Look at the entries below and restate word for word the lines from the first through the one that has "positive clicks: (559, 66)".

[Opening Extracted data section]

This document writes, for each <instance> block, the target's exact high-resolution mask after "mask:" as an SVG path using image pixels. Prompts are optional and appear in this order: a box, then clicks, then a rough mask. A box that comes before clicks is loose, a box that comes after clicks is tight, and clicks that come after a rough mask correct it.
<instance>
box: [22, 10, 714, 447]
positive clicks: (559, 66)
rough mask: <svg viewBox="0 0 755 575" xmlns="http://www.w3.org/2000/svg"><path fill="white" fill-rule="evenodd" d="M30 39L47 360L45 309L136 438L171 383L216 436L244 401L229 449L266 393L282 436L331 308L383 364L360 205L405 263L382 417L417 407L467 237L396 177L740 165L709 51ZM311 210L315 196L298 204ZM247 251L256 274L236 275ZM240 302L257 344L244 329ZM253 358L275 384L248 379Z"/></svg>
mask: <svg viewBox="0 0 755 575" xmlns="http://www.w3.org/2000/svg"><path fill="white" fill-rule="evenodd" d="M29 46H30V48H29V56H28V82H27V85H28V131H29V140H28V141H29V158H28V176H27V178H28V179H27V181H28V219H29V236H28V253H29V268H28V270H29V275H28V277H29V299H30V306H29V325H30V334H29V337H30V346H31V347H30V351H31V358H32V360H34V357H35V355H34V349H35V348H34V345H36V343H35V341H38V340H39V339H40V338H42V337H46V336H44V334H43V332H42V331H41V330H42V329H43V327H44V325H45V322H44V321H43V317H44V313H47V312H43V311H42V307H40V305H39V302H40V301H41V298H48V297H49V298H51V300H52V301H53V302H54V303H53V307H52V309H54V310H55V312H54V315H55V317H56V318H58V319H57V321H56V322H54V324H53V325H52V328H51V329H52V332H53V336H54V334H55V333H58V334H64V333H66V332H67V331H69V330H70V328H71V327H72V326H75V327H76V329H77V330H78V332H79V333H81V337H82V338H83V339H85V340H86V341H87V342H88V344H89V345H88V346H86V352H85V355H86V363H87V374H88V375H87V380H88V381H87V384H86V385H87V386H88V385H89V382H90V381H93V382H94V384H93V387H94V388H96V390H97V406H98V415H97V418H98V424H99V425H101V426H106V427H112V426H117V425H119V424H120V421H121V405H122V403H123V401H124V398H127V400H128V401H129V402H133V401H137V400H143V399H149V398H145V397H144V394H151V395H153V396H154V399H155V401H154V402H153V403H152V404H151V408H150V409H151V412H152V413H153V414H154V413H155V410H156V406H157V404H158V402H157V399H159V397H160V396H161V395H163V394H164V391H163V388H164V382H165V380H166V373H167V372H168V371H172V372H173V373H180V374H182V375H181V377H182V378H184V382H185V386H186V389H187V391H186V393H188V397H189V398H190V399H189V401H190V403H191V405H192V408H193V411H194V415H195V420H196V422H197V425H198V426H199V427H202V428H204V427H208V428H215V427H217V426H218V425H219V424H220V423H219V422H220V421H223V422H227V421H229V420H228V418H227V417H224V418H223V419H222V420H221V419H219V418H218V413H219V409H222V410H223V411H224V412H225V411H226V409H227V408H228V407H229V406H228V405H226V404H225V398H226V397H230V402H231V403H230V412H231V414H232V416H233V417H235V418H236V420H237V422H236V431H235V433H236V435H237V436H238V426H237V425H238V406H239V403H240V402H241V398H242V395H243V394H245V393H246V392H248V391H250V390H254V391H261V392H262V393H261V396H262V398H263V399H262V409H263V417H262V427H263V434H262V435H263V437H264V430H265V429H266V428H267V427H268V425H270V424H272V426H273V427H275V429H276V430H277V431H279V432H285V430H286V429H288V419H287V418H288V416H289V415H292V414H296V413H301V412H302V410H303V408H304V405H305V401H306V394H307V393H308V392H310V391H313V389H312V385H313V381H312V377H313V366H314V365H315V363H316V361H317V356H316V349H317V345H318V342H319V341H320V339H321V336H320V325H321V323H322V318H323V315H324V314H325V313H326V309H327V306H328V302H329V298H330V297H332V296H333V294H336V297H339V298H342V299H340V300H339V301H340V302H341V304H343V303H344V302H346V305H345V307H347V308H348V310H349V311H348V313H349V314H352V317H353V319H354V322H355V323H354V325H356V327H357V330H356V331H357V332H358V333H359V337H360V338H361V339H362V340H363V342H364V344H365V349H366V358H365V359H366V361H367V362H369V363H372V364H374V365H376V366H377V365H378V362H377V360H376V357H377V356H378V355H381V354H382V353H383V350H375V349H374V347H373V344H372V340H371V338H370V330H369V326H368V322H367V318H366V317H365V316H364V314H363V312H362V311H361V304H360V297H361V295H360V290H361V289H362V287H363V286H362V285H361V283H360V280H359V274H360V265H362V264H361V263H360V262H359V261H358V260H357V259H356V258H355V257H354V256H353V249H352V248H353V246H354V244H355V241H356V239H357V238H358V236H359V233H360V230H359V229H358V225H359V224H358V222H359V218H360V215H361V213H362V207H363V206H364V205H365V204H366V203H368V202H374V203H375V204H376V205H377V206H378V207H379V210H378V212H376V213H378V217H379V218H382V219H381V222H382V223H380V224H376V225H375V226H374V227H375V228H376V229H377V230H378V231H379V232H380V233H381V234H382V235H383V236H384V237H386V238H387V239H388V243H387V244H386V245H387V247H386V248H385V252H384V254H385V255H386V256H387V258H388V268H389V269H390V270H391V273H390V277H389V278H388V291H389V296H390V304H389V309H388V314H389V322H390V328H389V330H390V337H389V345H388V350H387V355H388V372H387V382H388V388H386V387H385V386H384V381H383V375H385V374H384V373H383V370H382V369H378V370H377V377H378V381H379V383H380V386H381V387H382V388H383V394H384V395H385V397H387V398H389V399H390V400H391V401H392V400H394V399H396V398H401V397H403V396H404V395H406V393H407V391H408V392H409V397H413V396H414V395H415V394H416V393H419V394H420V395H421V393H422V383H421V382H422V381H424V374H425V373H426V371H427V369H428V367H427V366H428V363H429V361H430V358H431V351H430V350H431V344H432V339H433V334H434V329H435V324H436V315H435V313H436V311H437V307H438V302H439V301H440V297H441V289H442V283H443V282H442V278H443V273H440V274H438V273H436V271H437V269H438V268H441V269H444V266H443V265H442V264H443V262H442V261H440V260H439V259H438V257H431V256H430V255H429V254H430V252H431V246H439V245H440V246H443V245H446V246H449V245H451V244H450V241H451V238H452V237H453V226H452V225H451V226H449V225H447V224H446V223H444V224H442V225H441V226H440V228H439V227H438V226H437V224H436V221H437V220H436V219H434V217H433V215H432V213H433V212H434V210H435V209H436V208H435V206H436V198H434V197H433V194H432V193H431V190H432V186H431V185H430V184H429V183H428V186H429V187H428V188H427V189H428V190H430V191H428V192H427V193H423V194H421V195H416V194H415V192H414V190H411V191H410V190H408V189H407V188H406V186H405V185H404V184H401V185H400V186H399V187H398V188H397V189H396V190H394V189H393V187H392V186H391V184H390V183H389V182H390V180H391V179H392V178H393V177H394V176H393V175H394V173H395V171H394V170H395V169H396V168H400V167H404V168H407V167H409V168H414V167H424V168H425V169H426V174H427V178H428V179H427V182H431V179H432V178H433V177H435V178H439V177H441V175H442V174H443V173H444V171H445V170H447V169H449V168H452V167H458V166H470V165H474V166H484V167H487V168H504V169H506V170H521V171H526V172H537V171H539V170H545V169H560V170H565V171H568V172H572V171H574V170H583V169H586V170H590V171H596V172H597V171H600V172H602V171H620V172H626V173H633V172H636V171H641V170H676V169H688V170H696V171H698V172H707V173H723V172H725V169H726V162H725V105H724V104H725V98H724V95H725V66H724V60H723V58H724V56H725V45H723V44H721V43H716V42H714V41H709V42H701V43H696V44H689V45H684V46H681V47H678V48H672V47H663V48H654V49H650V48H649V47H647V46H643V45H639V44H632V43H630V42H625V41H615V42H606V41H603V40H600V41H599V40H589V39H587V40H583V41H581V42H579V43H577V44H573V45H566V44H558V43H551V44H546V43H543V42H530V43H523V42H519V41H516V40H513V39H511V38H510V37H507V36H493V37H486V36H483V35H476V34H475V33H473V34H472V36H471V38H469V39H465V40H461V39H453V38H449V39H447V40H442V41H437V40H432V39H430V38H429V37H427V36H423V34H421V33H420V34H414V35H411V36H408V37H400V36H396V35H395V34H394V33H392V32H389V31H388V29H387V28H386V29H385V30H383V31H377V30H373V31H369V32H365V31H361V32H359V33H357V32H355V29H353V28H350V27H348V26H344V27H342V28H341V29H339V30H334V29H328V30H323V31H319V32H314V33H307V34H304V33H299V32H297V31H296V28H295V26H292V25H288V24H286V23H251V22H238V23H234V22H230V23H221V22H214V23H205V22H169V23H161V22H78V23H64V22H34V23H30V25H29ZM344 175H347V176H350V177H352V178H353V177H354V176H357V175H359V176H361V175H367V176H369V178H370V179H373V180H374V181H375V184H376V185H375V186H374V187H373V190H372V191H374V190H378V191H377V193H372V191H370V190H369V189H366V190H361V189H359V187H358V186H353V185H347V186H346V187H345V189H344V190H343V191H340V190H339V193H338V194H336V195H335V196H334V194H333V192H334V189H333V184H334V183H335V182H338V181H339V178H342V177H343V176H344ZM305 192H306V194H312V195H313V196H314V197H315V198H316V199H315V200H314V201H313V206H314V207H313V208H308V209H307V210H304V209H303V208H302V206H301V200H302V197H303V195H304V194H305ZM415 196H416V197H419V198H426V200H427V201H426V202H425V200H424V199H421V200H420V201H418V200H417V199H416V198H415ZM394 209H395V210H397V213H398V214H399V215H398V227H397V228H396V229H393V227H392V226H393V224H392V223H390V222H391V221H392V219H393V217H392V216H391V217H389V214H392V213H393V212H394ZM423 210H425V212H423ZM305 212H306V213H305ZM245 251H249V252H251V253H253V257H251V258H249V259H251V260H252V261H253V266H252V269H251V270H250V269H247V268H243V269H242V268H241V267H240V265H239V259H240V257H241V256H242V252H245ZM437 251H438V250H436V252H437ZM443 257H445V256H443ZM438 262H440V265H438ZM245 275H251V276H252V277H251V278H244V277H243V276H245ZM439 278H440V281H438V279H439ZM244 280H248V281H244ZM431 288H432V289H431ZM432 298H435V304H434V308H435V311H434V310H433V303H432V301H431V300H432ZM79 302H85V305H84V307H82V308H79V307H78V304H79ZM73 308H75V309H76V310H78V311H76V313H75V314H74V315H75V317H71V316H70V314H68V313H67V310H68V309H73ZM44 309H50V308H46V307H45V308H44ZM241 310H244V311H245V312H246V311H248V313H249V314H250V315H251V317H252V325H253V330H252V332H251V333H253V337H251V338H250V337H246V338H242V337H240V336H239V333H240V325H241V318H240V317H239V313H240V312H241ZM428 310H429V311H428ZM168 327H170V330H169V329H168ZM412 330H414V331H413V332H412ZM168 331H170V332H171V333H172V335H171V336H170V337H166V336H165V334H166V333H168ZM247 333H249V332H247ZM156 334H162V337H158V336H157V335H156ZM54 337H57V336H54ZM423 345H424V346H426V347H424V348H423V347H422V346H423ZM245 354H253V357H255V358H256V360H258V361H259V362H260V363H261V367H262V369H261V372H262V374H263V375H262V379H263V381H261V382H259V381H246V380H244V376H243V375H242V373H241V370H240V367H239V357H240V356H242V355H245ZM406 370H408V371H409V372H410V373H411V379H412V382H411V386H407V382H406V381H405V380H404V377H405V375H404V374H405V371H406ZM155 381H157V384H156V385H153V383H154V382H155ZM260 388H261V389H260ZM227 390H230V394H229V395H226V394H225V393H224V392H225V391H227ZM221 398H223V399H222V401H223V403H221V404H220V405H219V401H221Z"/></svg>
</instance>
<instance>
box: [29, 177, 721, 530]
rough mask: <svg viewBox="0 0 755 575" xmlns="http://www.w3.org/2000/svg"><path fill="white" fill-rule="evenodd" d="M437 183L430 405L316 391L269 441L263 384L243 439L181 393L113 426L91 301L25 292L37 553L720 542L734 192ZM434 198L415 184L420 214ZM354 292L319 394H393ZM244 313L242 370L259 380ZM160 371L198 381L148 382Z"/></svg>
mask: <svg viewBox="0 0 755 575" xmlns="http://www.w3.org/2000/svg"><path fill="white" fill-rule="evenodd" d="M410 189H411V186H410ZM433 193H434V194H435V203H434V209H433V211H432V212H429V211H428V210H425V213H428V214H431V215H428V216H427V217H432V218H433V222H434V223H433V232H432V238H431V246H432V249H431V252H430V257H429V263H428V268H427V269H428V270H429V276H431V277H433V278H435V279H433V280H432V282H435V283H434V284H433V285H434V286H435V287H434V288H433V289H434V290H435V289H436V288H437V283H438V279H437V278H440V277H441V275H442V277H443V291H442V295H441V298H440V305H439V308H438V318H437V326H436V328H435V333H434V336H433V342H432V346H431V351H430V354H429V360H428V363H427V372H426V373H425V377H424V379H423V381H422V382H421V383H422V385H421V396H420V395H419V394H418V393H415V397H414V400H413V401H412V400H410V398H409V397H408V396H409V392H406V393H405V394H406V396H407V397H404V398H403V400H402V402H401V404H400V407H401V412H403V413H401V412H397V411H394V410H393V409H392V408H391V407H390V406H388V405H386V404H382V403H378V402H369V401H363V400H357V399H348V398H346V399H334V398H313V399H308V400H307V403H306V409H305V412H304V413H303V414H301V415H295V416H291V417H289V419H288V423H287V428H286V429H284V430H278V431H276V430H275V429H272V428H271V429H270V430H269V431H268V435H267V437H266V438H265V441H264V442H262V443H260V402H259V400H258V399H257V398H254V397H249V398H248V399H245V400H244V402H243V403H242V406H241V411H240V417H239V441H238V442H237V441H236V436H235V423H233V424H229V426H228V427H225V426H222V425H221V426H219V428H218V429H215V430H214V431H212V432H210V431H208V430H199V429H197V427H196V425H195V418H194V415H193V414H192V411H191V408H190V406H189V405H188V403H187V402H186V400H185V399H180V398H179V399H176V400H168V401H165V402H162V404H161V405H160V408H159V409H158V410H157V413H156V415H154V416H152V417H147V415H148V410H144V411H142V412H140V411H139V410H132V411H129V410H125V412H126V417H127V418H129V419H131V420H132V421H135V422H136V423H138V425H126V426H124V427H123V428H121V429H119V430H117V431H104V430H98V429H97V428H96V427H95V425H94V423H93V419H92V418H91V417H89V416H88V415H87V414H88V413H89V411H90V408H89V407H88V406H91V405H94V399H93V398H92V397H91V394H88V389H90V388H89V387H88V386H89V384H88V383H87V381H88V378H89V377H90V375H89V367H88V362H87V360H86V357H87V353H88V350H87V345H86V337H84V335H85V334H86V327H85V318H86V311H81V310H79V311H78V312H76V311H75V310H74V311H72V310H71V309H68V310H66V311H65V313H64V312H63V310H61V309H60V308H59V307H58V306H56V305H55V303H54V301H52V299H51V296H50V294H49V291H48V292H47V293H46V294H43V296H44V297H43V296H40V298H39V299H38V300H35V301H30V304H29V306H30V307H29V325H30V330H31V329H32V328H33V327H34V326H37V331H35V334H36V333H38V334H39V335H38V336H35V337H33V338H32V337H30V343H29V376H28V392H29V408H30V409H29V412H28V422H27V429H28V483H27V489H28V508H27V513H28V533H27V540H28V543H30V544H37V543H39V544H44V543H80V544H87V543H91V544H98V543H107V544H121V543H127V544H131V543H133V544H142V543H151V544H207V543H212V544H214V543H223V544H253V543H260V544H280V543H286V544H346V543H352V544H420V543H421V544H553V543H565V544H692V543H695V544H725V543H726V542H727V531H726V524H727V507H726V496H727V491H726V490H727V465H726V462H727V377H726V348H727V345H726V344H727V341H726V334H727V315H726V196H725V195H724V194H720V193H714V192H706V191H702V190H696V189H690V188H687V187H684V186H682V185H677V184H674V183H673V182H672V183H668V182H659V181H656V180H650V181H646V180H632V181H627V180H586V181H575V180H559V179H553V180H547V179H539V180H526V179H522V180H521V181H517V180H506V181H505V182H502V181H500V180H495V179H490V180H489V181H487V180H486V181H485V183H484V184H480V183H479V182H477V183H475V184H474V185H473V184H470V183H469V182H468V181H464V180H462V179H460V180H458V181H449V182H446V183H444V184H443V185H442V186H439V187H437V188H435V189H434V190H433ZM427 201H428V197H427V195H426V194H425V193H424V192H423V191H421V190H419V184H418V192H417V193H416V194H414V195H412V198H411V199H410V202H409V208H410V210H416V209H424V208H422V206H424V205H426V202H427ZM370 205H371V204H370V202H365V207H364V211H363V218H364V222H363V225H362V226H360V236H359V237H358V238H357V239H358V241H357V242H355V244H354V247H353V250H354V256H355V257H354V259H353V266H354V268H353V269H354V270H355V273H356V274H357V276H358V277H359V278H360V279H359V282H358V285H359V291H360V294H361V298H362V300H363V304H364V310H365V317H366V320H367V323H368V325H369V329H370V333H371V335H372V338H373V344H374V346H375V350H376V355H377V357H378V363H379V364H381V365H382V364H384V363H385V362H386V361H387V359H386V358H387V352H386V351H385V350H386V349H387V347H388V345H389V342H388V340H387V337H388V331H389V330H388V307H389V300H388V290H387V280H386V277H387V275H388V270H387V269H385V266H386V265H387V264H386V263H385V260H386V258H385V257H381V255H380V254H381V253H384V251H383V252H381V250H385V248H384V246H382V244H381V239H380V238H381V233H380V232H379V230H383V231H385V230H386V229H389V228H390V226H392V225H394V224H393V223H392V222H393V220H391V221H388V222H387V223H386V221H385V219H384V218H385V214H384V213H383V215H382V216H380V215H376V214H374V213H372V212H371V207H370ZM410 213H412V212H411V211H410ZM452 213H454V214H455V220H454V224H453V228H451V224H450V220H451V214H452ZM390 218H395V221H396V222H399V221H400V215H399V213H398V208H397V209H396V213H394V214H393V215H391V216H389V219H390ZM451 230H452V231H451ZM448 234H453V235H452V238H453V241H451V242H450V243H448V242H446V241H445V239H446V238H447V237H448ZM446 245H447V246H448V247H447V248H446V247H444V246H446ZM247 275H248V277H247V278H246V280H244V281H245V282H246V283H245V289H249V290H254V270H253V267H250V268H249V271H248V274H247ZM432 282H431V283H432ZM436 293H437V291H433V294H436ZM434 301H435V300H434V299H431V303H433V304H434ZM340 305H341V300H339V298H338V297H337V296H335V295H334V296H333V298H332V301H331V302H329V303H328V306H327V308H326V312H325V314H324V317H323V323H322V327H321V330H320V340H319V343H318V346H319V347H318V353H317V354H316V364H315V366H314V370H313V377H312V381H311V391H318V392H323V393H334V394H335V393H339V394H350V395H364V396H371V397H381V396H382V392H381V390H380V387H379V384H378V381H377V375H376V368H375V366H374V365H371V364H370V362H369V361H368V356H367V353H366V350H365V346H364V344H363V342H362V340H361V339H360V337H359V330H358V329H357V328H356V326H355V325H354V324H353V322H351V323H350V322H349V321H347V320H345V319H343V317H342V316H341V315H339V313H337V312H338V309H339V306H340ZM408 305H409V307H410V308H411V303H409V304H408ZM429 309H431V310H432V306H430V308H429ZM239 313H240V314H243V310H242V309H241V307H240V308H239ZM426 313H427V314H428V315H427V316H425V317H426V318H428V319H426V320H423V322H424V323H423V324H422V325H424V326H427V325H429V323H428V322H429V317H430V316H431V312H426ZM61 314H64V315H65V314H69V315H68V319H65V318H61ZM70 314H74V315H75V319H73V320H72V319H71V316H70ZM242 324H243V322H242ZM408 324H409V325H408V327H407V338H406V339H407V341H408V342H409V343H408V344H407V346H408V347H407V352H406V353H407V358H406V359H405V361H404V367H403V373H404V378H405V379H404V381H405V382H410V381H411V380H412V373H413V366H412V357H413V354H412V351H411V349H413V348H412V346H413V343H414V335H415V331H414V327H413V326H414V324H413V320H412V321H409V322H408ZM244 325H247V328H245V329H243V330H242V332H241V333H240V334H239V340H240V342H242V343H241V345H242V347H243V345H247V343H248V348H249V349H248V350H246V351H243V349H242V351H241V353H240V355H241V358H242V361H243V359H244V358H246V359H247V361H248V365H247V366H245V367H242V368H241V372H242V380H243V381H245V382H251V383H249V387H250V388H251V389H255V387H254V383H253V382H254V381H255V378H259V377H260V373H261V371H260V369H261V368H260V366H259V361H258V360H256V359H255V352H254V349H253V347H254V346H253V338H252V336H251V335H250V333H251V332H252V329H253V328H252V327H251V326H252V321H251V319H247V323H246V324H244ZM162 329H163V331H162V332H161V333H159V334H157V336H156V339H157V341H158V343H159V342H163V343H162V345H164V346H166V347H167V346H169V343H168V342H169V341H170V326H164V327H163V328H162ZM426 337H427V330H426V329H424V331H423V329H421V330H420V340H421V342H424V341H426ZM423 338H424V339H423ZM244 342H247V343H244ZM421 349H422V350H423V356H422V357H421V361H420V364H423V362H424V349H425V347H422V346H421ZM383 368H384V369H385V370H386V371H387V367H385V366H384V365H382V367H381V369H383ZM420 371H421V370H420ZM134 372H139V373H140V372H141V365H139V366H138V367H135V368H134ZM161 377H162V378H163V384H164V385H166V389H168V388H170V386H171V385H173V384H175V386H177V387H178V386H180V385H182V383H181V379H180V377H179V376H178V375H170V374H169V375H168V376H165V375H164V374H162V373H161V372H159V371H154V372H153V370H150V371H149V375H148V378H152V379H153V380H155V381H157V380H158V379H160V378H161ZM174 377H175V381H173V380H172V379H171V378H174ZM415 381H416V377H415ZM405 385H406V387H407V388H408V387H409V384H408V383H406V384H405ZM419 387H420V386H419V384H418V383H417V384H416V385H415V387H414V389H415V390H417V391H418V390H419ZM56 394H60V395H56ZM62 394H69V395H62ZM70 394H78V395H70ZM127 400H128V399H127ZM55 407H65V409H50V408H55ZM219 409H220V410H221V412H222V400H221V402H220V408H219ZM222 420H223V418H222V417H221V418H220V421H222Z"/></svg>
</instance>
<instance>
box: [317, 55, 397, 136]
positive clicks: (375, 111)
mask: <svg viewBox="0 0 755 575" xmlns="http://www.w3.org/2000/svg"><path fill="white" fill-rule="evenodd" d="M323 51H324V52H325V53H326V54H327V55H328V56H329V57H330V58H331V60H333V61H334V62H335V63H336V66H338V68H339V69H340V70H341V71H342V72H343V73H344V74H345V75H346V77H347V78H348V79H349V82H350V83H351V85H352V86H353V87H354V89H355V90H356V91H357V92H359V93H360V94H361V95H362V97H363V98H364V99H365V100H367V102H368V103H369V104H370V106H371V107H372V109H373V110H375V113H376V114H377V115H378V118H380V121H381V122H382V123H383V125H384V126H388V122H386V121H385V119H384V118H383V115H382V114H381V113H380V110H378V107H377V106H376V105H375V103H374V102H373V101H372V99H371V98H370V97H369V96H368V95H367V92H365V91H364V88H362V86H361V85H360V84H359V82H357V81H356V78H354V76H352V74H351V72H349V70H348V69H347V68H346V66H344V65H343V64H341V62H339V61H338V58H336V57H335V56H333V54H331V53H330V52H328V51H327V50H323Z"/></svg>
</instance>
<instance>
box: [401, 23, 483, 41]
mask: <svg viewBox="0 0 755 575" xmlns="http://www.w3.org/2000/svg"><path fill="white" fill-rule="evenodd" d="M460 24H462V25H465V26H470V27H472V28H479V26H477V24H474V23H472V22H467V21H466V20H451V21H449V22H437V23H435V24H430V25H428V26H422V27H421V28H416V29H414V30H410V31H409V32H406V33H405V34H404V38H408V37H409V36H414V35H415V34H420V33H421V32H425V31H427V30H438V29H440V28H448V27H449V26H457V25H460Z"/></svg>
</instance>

[Closing Extracted data section]

Solution to the exercise ::
This document writes, for each <instance> block, the target's exact high-resolution mask after "mask:" as an SVG path using image pixels. Prompts are optional and appear in this order: a box, then clicks, then a rough mask. A box that comes before clicks is loose, a box that comes after clicks is tight, and clicks that come after a rough mask correct it.
<instance>
box: [22, 10, 714, 447]
positive clicks: (559, 66)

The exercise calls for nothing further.